_STATED PROBLEM A_.
Translate this sentence from the LlamaExtract SDK guide into Spanish: "You can also call extraction directly over raw text."
** START OF SELECTED PASSAGE **
Skip to content
Guide
Extract

Getting Started

Guide on how to use the LlamaExtract SDK for programmatic data extraction, including schema definition and batch processing.

For a more programmatic approach, the SDK is the recommended way to experiment with different schemas and run extractions at scale.

You can visit the Github repo for the Python SDK or the Typescript SDK.

First, get an api key. You can export it as an environment variable for easy access or pass it directly to clients later.

Terminal window
export LLAMA_CLOUD_API_KEY=llx-xxxxxx

Then, install dependencies:

Terminal window
pip install llama-cloud>=2.1

Now we have our libraries and our API key available, let’s create a script file and extract data from files. In this case, we’re using some sample resumes from our example:

import time
from pydantic import BaseModel, Field
from llama_cloud import LlamaCloud
# Define schema using Pydantic
class Resume(BaseModel):
name: str = Field(description="Full name of candidate")
email: str = Field(description="Email address")
skills: list[str] = Field(description="Technical skills and technologies")
client = LlamaCloud(api_key="your_api_key")
# Upload a file to extract from
file_obj = client.files.create(file="resume.pdf", purpose="extract")
# Extract data from document
job = client.extract.create(
file_input=file_obj.id,
configuration={
"data_schema": Resume.model_json_schema(),
"extraction_target": "per_doc",
"tier": "agentic",
},
)
# Poll for completion
while job.status not in ("COMPLETED", "FAILED", "CANCELLED"):
time.sleep(2)
job = client.extract.get(job.id)
print(job.extract_result)

Run your script to see the extracted result!

Schemas can be defined using either Pydantic/Zod models or JSON Schema. Refer to the Schemas page for more details.

You can also call extraction directly over raw text.

import io
import time
from llama_cloud import LlamaCloud
client = LlamaCloud(api_key="your_api_key")
source_text = "Candidate Name: Jane Doe\nEmail: jane.doe@example.com"
source_buffer = io.BytesIO(source_text.encode('utf-8'))
file_obj = client.files.create(file=source_buffer, purpose="extract", external_file_id="resume.txt")
job = client.extract.create(
file_input=file_obj.id,
configuration={
"data_schema": Resume.model_json_schema(),
"extraction_target": "per_doc",
"tier": "agentic",
},
)
while job.status not in ("COMPLETED", "FAILED", "CANCELLED"):
time.sleep(2)
job = client.extract.get(job.id)
** END OF SELECTED PASSAGE **
** START OF INFORMATION PROVIDED **
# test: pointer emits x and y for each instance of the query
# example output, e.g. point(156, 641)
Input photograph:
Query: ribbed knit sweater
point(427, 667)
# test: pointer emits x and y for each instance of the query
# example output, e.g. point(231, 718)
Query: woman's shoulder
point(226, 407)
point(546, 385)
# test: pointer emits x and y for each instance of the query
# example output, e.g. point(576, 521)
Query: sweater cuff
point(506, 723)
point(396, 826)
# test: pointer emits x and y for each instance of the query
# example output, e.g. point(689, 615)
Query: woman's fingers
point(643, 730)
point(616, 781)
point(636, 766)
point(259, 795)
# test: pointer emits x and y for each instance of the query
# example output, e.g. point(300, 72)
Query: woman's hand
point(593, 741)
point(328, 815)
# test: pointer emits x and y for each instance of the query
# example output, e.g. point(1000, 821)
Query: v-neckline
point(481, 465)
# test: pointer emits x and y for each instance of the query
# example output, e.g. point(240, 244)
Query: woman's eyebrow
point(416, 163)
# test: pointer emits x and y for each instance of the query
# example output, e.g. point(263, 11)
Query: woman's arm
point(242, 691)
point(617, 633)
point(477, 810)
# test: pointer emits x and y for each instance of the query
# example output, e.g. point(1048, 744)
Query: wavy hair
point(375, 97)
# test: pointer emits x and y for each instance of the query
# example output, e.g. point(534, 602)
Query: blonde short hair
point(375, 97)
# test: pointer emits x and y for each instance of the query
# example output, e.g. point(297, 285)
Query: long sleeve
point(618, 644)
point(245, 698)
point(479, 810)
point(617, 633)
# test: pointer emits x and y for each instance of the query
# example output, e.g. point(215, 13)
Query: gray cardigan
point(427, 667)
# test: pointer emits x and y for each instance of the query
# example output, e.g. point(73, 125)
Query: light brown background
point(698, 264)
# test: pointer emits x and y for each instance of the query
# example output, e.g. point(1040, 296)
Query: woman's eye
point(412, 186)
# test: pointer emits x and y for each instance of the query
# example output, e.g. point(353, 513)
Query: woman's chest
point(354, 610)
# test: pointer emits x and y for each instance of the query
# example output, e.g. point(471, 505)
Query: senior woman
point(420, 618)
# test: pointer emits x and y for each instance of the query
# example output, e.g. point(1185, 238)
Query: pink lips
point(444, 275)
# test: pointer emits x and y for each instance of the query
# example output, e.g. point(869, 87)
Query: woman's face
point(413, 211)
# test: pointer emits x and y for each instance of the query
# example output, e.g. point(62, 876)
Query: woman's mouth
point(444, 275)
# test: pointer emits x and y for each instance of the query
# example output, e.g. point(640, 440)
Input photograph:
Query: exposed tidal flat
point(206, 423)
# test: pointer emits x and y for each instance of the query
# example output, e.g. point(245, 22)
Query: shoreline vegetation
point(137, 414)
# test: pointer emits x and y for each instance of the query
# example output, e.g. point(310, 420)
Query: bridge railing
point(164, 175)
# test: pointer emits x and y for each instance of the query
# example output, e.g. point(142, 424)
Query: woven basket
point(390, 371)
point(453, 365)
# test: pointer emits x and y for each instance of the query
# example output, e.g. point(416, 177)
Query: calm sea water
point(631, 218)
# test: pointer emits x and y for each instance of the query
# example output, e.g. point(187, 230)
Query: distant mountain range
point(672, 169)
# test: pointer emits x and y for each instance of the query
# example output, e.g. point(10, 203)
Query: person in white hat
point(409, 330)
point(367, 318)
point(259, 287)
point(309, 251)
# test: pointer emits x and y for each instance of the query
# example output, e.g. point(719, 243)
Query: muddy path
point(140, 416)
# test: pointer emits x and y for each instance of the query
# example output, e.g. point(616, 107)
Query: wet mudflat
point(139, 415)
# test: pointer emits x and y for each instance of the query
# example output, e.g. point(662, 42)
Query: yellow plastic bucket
** END OF INFORMATION PROVIDED **
_STATED PROBLEM B_.
Output the lines of the listing verbatim, starting at its first line and ending with the line that contains "point(546, 385)", both included.

_ANSWER A_.
También puede llamar a la extracción directamente sobre texto sin formato.

_ANSWER B_.
# test: pointer emits x and y for each instance of the query
# example output, e.g. point(156, 641)
Input photograph:
Query: ribbed knit sweater
point(427, 667)
# test: pointer emits x and y for each instance of the query
# example output, e.g. point(231, 718)
Query: woman's shoulder
point(226, 407)
point(546, 385)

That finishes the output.